:: Passage cité ::
Quant à l'hydraulique, il pose des problèmes d'ordre environnemental mais aussi en matière de sécurité : souvenons-nous qu'une rupture de barrage survenue en Chine en 1975 fut l'un des accidents les plus meurtriers de l'histoire, avec des centaines de milliers de victimes ; il faut aussi déplacer des populations – de quoi noyer nos espoirs d'énergie propre.

Le nucléaire est l'objet de tous les fantasmes, en particulier à cause des catastrophes qu'il a pu occasionner. Cependant, pour rester objectif, les 5 000 cas de cancer et les 31 morts directs répertoriées par les Nations unies à la suite de l'accident de Tchernobyl font pâle figure face au bilan des autres modes de production énergétique. Et si, au contraire, le nucléaire sauvait des vies ? Il a été prouvé par Michael Shellenberger, distingué comme « héros de l'environnement » par le magazine Time, que l'utilisation d'énergie nucléaire a permis de sauver au moins 2 millions de vies en empêchant la combustion de biomasse et de matériaux fossiles. Envers et contre tout, il faut dire que la production d'énergie nucléaire a fait beaucoup plus de bien à notre société qu'elle n'a pu causer de mal. Alors pourquoi s'arrêter là quand on peut continuer les recherches susceptibles de combler certaines lacunes ayant causé des catastrophes qui restent certes gravées dans nos mémoires ?

Je citerai ici Steven Pinker : « Nordhaus et Shellenberger synthétisent ainsi les calculs d'un nombre croissant de climatologues : "Il n'existe pas de trajectoire crédible vers une réduction des émissions mondiales de carbone sans expansion considérable de l'énergie nucléaire. C'est la seule technologie à faible intensité carbonique dont nous disposons aujourd'hui ayant la capacité avérée de produire de façon centralisée de grandes quantités d'énergie électrique." »

Madame la secrétaire d'État auprès du ministre d'État, ministre de la transition écologique et solidaire, pensez-vous judicieux de diminuer la part de l'énergie nucléaire au profit d'énergies plus coûteuses, moins sûres et moins efficientes ? Nous n'avons pas encore parlé des énergies alternatives, l'éolien et le solaire. Un investissement dans la rénovation des centrales, la recherche sur le développement du nucléaire et les mesures de sécurité adaptées ne permettrait-il pas de faire un pas vers une production énergétique plus maîtrisée et plus propre ?

M. le président. La parole est à Mme la secrétaire d'État auprès du ministre d'État, ministre de la transition écologique et solidaire.

M. Jean-Paul Dufrègne. Il lui reste peu de temps pour répondre !

Mme Emmanuelle Wargon, secrétaire d'État auprès du ministre d'État, ministre de la transition écologique et solidaire. Vous ne m'avez en effet laissé qu'une minute pour vous répondre, monsieur Son-Forget ; je serai donc succincte.
:::
### Exercices
1 > D'après le passage cité, combien de morts directs de l'accident de Tchernobyl les Nations unies ont-elles comptés ?
2 > Résumez le passage cité en deux phrases.
3 > Relevez toutes les personnes désignées par leur nom dans le passage cité.
:: Documents de départ ::
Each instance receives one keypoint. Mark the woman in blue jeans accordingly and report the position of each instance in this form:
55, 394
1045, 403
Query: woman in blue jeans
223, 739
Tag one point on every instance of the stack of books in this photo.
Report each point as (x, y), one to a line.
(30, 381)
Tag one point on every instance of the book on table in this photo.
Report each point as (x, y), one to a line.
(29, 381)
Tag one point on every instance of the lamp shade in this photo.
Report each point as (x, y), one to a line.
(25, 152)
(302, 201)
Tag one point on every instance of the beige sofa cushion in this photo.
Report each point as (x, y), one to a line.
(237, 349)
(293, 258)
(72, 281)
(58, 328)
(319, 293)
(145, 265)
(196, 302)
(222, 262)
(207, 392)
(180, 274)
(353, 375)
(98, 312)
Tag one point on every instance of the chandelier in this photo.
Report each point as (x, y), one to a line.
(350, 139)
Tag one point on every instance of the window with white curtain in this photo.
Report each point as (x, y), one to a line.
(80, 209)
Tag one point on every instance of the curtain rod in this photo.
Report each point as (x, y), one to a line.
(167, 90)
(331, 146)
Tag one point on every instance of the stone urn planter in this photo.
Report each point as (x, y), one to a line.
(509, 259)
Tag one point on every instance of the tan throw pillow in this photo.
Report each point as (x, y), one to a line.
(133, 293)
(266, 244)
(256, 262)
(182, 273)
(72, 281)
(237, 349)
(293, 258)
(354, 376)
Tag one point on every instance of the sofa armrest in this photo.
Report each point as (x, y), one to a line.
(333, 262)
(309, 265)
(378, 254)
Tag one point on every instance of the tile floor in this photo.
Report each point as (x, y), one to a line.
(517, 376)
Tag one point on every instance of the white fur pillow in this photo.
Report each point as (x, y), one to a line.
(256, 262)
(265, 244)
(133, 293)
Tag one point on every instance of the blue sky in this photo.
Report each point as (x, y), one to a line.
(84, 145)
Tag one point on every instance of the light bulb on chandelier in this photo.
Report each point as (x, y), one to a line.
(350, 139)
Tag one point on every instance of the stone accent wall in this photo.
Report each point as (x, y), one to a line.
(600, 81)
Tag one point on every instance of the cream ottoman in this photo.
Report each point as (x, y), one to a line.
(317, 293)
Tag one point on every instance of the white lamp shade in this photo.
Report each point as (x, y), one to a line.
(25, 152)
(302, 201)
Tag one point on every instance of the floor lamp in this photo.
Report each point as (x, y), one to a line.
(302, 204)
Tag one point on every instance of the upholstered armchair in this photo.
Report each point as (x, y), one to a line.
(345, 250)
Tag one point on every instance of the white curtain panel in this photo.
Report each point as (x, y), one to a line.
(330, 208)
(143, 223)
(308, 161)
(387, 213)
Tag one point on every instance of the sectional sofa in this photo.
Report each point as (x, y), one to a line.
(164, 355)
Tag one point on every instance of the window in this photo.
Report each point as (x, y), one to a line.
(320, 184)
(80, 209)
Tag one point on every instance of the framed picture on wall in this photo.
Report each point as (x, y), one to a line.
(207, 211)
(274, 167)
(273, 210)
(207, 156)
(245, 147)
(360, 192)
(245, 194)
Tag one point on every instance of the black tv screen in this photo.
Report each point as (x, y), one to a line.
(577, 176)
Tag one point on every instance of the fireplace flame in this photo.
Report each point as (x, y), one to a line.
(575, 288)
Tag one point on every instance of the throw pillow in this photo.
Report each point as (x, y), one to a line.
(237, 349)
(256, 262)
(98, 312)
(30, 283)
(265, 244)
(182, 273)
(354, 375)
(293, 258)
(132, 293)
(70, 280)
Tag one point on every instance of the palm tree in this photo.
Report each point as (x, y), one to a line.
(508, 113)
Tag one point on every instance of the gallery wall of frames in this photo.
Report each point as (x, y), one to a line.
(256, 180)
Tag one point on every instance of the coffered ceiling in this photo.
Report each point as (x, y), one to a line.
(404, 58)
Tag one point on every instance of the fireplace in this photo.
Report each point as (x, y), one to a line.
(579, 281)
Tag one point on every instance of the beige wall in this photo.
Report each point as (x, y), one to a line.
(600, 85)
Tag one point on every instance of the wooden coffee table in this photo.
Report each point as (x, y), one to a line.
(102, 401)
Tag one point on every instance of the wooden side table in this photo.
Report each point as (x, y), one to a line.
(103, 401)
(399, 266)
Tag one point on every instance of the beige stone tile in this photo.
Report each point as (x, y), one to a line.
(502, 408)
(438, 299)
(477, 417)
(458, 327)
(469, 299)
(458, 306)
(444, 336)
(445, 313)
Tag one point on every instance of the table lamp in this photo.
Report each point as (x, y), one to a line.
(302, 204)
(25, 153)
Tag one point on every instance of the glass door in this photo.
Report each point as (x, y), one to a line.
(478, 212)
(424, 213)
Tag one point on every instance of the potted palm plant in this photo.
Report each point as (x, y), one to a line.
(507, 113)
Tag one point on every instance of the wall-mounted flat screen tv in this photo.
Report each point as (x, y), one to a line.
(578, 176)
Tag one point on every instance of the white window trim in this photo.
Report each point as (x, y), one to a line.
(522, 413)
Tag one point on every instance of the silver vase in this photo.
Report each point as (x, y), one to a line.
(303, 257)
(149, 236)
:::
### Corrigé
1 > 31 morts directs.

2 > Le passage présente l'hydraulique comme une source d'énergie qui pose des problèmes d'environnement et de sécurité, puis défend le nucléaire, dont le bilan serait bien moins lourd que celui des autres modes de production et qui, selon Michael Shellenberger, aurait sauvé au moins 2 millions de vies. La secrétaire d'État se voit ensuite demander s'il est judicieux de réduire la part du nucléaire plutôt que d'investir dans la rénovation des centrales, la recherche et la sécurité.

3 > Michael Shellenberger, Steven Pinker, Nordhaus, Jean-Paul Dufrègne, Emmanuelle Wargon, Son-Forget.